- [Set exercise] Copy every one of the records below word for word, leaving out the pictures.

- [Data shown]
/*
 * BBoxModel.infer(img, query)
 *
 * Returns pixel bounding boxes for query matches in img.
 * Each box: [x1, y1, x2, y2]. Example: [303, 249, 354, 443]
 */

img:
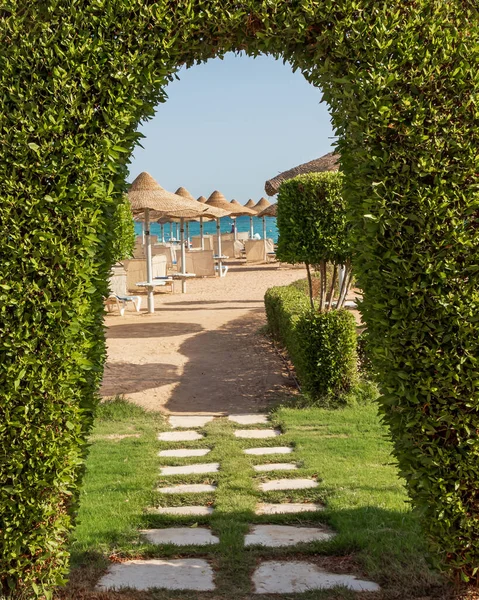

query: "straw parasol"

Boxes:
[175, 187, 196, 248]
[264, 152, 341, 196]
[251, 197, 271, 246]
[257, 204, 278, 219]
[128, 172, 211, 313]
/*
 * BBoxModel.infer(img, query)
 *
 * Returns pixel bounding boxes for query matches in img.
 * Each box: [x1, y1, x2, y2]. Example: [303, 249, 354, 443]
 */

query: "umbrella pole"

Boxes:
[263, 217, 267, 261]
[180, 219, 186, 294]
[145, 208, 155, 313]
[216, 219, 223, 277]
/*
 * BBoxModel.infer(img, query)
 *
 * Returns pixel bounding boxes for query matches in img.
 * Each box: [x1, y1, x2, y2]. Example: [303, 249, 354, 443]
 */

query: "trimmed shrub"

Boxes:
[0, 0, 479, 597]
[265, 285, 357, 404]
[277, 172, 351, 312]
[276, 171, 350, 265]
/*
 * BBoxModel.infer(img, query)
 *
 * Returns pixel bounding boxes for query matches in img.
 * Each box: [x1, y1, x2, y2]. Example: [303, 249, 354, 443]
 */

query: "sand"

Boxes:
[101, 265, 306, 414]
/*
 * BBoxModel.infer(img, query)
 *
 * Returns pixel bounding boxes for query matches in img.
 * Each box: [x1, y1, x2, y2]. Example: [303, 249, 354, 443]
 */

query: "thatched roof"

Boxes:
[251, 197, 271, 213]
[206, 190, 256, 217]
[256, 204, 278, 218]
[264, 152, 340, 196]
[128, 172, 209, 218]
[175, 186, 195, 200]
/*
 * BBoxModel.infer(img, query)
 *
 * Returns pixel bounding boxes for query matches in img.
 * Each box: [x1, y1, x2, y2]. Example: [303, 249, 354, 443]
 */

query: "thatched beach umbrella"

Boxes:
[206, 190, 243, 277]
[175, 187, 196, 248]
[128, 172, 206, 313]
[198, 196, 208, 250]
[252, 196, 271, 246]
[257, 204, 278, 219]
[264, 152, 340, 196]
[230, 200, 254, 240]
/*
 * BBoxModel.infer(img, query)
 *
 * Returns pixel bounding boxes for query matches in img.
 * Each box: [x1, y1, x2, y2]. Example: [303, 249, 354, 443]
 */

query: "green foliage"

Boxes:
[265, 286, 357, 405]
[277, 172, 349, 264]
[0, 0, 479, 597]
[111, 196, 135, 263]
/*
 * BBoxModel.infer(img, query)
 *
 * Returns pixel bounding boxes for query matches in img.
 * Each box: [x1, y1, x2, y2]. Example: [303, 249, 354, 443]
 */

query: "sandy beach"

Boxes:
[101, 265, 306, 414]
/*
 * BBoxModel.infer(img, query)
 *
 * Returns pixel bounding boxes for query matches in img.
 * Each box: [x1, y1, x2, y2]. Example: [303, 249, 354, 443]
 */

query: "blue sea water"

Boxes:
[135, 217, 278, 243]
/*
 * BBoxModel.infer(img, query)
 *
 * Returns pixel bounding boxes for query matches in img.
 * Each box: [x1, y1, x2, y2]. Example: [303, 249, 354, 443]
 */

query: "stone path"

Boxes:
[98, 415, 379, 594]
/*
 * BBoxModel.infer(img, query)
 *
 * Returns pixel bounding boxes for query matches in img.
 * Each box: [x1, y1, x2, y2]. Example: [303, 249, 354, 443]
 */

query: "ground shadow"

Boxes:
[100, 362, 180, 397]
[106, 320, 203, 339]
[166, 308, 288, 413]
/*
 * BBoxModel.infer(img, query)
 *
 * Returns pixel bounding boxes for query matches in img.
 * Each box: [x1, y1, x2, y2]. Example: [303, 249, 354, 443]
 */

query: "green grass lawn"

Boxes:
[58, 401, 452, 600]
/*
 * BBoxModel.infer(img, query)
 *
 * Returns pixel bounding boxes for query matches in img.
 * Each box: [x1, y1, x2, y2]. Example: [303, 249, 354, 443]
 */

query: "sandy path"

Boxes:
[102, 265, 305, 414]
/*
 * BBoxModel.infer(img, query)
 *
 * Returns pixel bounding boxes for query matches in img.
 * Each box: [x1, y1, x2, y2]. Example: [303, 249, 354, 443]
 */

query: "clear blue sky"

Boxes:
[129, 54, 334, 204]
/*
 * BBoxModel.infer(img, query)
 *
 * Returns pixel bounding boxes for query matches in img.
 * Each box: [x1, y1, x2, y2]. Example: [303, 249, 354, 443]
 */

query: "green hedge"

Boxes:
[265, 286, 358, 405]
[0, 0, 479, 597]
[111, 196, 135, 263]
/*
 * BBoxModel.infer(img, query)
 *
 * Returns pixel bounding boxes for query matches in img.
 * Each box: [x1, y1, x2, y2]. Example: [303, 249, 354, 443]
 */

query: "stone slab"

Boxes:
[160, 463, 220, 475]
[158, 483, 216, 494]
[140, 527, 220, 546]
[253, 561, 380, 594]
[158, 448, 211, 458]
[228, 415, 268, 425]
[168, 415, 214, 429]
[259, 479, 318, 492]
[148, 506, 213, 517]
[248, 525, 335, 548]
[158, 431, 205, 442]
[253, 463, 298, 473]
[243, 446, 293, 456]
[255, 502, 324, 515]
[235, 429, 281, 440]
[98, 558, 215, 592]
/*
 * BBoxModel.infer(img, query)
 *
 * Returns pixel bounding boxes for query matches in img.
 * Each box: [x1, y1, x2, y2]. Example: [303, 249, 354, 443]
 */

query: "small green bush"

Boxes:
[265, 285, 357, 404]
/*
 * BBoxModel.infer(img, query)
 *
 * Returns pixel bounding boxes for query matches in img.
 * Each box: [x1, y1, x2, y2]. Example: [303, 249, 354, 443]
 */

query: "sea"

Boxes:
[135, 216, 278, 243]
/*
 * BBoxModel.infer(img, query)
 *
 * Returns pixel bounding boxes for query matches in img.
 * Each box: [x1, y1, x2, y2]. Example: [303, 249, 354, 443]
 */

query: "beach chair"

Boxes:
[178, 250, 215, 277]
[245, 239, 274, 263]
[214, 236, 243, 258]
[123, 254, 168, 292]
[105, 264, 141, 317]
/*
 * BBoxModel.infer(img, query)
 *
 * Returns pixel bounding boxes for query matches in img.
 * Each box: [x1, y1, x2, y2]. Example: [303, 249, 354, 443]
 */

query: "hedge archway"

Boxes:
[0, 0, 479, 595]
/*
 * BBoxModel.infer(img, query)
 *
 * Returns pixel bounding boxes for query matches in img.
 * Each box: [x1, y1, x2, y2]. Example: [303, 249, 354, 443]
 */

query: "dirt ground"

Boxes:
[102, 265, 306, 414]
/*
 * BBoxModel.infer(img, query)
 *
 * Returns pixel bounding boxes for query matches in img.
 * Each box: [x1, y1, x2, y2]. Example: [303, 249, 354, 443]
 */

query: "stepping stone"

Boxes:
[235, 429, 281, 440]
[160, 463, 220, 475]
[158, 448, 211, 458]
[253, 463, 298, 472]
[248, 525, 335, 548]
[228, 415, 268, 425]
[140, 527, 220, 546]
[243, 446, 293, 456]
[253, 560, 380, 594]
[158, 431, 205, 442]
[148, 506, 213, 517]
[255, 502, 324, 515]
[97, 558, 215, 592]
[158, 483, 216, 494]
[259, 479, 318, 492]
[168, 416, 214, 429]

- [Output for this exercise]
/*
 * BBoxModel.infer(img, query)
 *
 * Returns pixel bounding boxes for query matches in img.
 * Each box: [x1, y1, x2, y2]. Example: [303, 249, 354, 443]
 */

img:

query: "straw parasol"

Boxes:
[175, 187, 196, 248]
[264, 152, 341, 196]
[251, 197, 271, 246]
[257, 204, 278, 219]
[128, 172, 211, 313]
/*
 * BBoxModel.infer(img, query)
 *
 * Returns pixel bounding boxes for query matches in img.
 * Each box: [x1, y1, x2, y2]. Example: [303, 249, 354, 443]
 */

query: "umbrella pole"

Boxes:
[263, 217, 267, 261]
[180, 219, 186, 294]
[145, 208, 155, 313]
[216, 219, 223, 277]
/*
 * BBoxModel.infer(img, query)
 *
 * Returns pixel bounding boxes for query matches in img.
 * Each box: [x1, y1, x2, y2]. Example: [303, 249, 354, 443]
 */

query: "trimmed shrub"

Boxes:
[0, 0, 479, 597]
[265, 285, 357, 404]
[277, 172, 351, 312]
[276, 171, 350, 265]
/*
 * BBoxModel.infer(img, query)
 *
 * Returns pixel bounding boxes for query matches in img.
 * Each box: [x1, y1, x2, y2]. Example: [303, 249, 354, 443]
 */

query: "sand"

Boxes:
[101, 265, 306, 414]
/*
 * BBoxModel.infer(img, query)
 *
 * Returns pixel bounding boxes for query matches in img.
 * Each box: [x1, y1, x2, y2]. Example: [303, 249, 354, 443]
 */

query: "thatched roof"

Boxes:
[251, 197, 271, 213]
[206, 190, 256, 217]
[256, 204, 278, 218]
[264, 152, 340, 196]
[128, 172, 209, 218]
[175, 186, 195, 200]
/*
 * BBoxModel.infer(img, query)
 *
 * Returns pixel bounding boxes for query matches in img.
 * Each box: [x1, y1, x2, y2]. Example: [303, 249, 354, 443]
 */

query: "thatched beach umbrella"

Boxes:
[206, 190, 243, 277]
[175, 187, 196, 248]
[128, 172, 206, 313]
[198, 196, 208, 250]
[252, 196, 271, 246]
[257, 204, 278, 219]
[264, 152, 340, 196]
[230, 200, 254, 240]
/*
 * BBoxModel.infer(img, query)
 *
 * Returns pixel bounding boxes for query matches in img.
 * Each box: [x1, y1, x2, y2]. Example: [303, 249, 354, 443]
 */

query: "green foliage"

Boxes:
[265, 286, 357, 405]
[277, 172, 349, 264]
[0, 0, 479, 597]
[111, 196, 135, 263]
/*
 * BBoxModel.infer(img, query)
 *
 * Returns pixel bounding boxes for query matches in img.
 * Each box: [x1, y1, x2, y2]. Example: [303, 249, 354, 443]
 */

query: "sandy beach"

Boxes:
[101, 265, 306, 414]
/*
 * BBoxModel.infer(img, query)
 *
 * Returns pixel bounding boxes for query matches in img.
 * Each box: [x1, y1, x2, y2]. Example: [303, 249, 354, 443]
 */

query: "blue sea water"

Boxes:
[135, 217, 278, 243]
/*
 * BBoxModel.infer(img, query)
 *
 * Returns pixel bounding boxes for query matches in img.
 * Each box: [x1, y1, x2, y2]. Example: [303, 249, 354, 443]
 */

query: "stone path"

Boxes:
[98, 415, 379, 594]
/*
 * BBoxModel.infer(img, query)
 *
 * Returns pixel bounding boxes for query matches in img.
 * Each box: [x1, y1, x2, y2]. Example: [303, 249, 354, 443]
 */

query: "ground shadow"

Boxes:
[100, 362, 180, 397]
[106, 320, 203, 339]
[166, 308, 288, 413]
/*
 * BBoxModel.infer(img, query)
 *
 * Returns pixel bounding boxes for query matches in img.
 * Each box: [x1, y1, x2, y2]. Example: [303, 249, 354, 443]
 */

query: "green grass lawn"

Boxes:
[58, 401, 452, 600]
/*
 * BBoxModel.infer(img, query)
 *
 * Returns pixel bounding boxes for query matches in img.
 * Each box: [x1, y1, x2, y2]. Example: [303, 249, 354, 443]
 */

query: "sandy path"

Boxes:
[102, 265, 305, 414]
/*
 * BBoxModel.infer(img, query)
 *
 * Returns pixel bounding boxes for query matches in img.
 * Each box: [x1, y1, x2, y2]. Example: [303, 249, 354, 443]
 */

query: "clear blue sky"

Boxes:
[129, 54, 334, 204]
/*
 * BBoxModel.infer(img, query)
 *
 * Returns pixel bounding boxes for query matches in img.
 * Each box: [x1, y1, x2, y2]. Example: [303, 249, 354, 443]
 */

query: "green hedge"

Boxes:
[265, 286, 358, 405]
[0, 0, 479, 597]
[111, 196, 135, 263]
/*
 * BBoxModel.infer(img, query)
 *
 * Returns pixel bounding boxes for query matches in img.
 * Each box: [x1, y1, x2, y2]. Example: [303, 249, 354, 443]
 */

query: "stone slab"

Boxes:
[160, 463, 220, 475]
[158, 483, 216, 494]
[140, 527, 220, 546]
[253, 561, 380, 594]
[158, 448, 211, 458]
[228, 415, 268, 425]
[168, 415, 214, 429]
[259, 479, 318, 492]
[148, 506, 213, 517]
[248, 525, 335, 548]
[158, 431, 205, 442]
[253, 463, 298, 473]
[243, 446, 293, 456]
[255, 502, 324, 515]
[235, 429, 281, 440]
[98, 558, 215, 592]
/*
 * BBoxModel.infer(img, query)
 *
 * Returns pixel bounding boxes for query matches in img.
 * Each box: [x1, y1, x2, y2]. Example: [303, 249, 354, 443]
 */

query: "small green bush"

Boxes:
[265, 285, 357, 404]
/*
 * BBoxModel.infer(img, query)
 *
 * Returns pixel bounding boxes for query matches in img.
 * Each box: [x1, y1, x2, y2]. Example: [303, 249, 354, 443]
 */

query: "sea"

Boxes:
[135, 216, 278, 243]
/*
 * BBoxModel.infer(img, query)
 *
 * Returns pixel bounding boxes for query matches in img.
 * Each box: [x1, y1, x2, y2]. Example: [303, 249, 354, 443]
 */

query: "beach chair"

Boxes:
[178, 250, 215, 277]
[245, 239, 274, 263]
[214, 236, 243, 258]
[123, 254, 168, 292]
[105, 264, 141, 317]
/*
 * BBoxModel.infer(img, query)
 *
 * Returns pixel bounding boxes for query matches in img.
 * Each box: [x1, y1, x2, y2]. Example: [303, 249, 354, 443]
 */

query: "hedge archway"

Boxes:
[0, 0, 479, 595]
/*
 * BBoxModel.infer(img, query)
 *
 * Returns pixel bounding boxes for query matches in img.
 * Each box: [x1, y1, x2, y2]. Example: [303, 249, 354, 443]
 */

query: "dirt ground"

Boxes:
[102, 265, 306, 414]
/*
 * BBoxModel.infer(img, query)
 *
 * Returns pixel bounding boxes for query matches in img.
 * Each box: [x1, y1, x2, y2]. Example: [303, 249, 354, 443]
 */

query: "stepping stone"

Boxes:
[235, 429, 281, 440]
[160, 463, 220, 475]
[158, 448, 211, 458]
[253, 463, 298, 472]
[248, 525, 335, 548]
[228, 415, 268, 425]
[140, 527, 220, 546]
[243, 446, 293, 456]
[253, 560, 380, 594]
[158, 431, 205, 442]
[148, 506, 213, 517]
[255, 502, 324, 515]
[97, 558, 215, 592]
[158, 483, 216, 494]
[259, 479, 318, 492]
[168, 416, 214, 429]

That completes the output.